## [EXCERPT]
== Segment start ==
One comes to Ehrenberg to meet up with friends, not to enjoy lush scenery

Saturday, November 15, 2014

"Desert fog" is not an oxymoron

We're camped near Why, Arizona, where weather can blow in from the Sea of Cortez. Like last night and this morning. Fog and heavy dew. A good time to take some photos.

The cactus proves this is the desert

The blood red tips say, "I will hurt you."

Location, location

When you're dependent upon solar power, like I am, you quickly learn the importance of parking where you can get maximum sunlight. So I totally relate to the problem with the Philae lander. All that way, just to end up in a bad parking spot. Oy.

Friday, November 14, 2014


Retired Air Force fighter pilot, docent at the Kitt Peak National Observatory three days a month, knows his stuff

Field trip

We could see some white spots on a mountaintop northwest from where we camped at Buenos Aires National Wildlife Refuge.

"What's that?" asked Lou.

"The observatory at Kitt Peak. We'll pass the access road when we head west."

"Let's go there!"

So we did. We feel much smarter.

Kitt Peak has the largest collection of astronomical telescopes (optical and radio) in the world

A solar telescope. Half of its length is underground

Depending on where you measure, the summit is 6,800+ feet

A "smaller" 2.1 meter optical telescope. Yeah science, bitch!
== Segment end ==
## [DATA SHOWN]
== Segment start ==
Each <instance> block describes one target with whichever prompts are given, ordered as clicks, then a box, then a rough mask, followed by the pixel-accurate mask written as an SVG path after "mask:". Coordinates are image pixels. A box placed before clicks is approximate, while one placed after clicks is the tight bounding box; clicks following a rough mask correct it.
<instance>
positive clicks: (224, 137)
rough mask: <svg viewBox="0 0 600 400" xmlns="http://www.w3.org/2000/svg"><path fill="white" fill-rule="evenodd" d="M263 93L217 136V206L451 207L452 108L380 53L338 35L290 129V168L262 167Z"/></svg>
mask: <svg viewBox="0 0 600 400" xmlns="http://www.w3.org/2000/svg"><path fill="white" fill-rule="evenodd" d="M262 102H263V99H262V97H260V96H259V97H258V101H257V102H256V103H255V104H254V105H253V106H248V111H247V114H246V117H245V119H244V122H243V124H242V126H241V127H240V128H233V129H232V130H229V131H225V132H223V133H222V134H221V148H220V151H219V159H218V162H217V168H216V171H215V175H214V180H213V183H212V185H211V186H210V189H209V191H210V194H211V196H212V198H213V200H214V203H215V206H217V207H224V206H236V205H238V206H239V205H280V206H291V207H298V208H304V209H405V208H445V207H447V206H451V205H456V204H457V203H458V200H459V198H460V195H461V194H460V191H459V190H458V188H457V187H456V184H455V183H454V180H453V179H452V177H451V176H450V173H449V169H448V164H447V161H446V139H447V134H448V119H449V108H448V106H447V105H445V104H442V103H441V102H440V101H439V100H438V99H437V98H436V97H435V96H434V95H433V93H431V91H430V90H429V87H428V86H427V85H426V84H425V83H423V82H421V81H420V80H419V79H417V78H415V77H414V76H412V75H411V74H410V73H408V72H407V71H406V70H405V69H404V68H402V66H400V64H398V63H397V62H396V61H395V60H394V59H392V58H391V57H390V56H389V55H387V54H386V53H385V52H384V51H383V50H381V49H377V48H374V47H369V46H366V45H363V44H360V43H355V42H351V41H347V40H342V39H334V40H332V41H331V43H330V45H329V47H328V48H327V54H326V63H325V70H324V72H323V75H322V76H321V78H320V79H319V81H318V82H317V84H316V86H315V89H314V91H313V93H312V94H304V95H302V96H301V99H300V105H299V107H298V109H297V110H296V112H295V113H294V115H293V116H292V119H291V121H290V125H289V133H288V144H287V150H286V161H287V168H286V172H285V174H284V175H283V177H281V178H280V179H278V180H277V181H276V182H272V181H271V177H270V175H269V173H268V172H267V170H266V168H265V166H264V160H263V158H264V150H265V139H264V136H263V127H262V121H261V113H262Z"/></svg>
== Segment end ==
## [WHAT YOU HAVE TO DO]
Can you reproduce the travel blog excerpt word for word, starting at "Friday, November 14, 2014" and ending at "National Wildlife Refuge."? You won't need the items for this.

## [TASK RESPONSE]
Friday, November 14, 2014


Retired Air Force fighter pilot, docent at the Kitt Peak National Observatory three days a month, knows his stuff

Field trip

We could see some white spots on a mountaintop northwest from where we camped at Buenos Aires National Wildlife Refuge.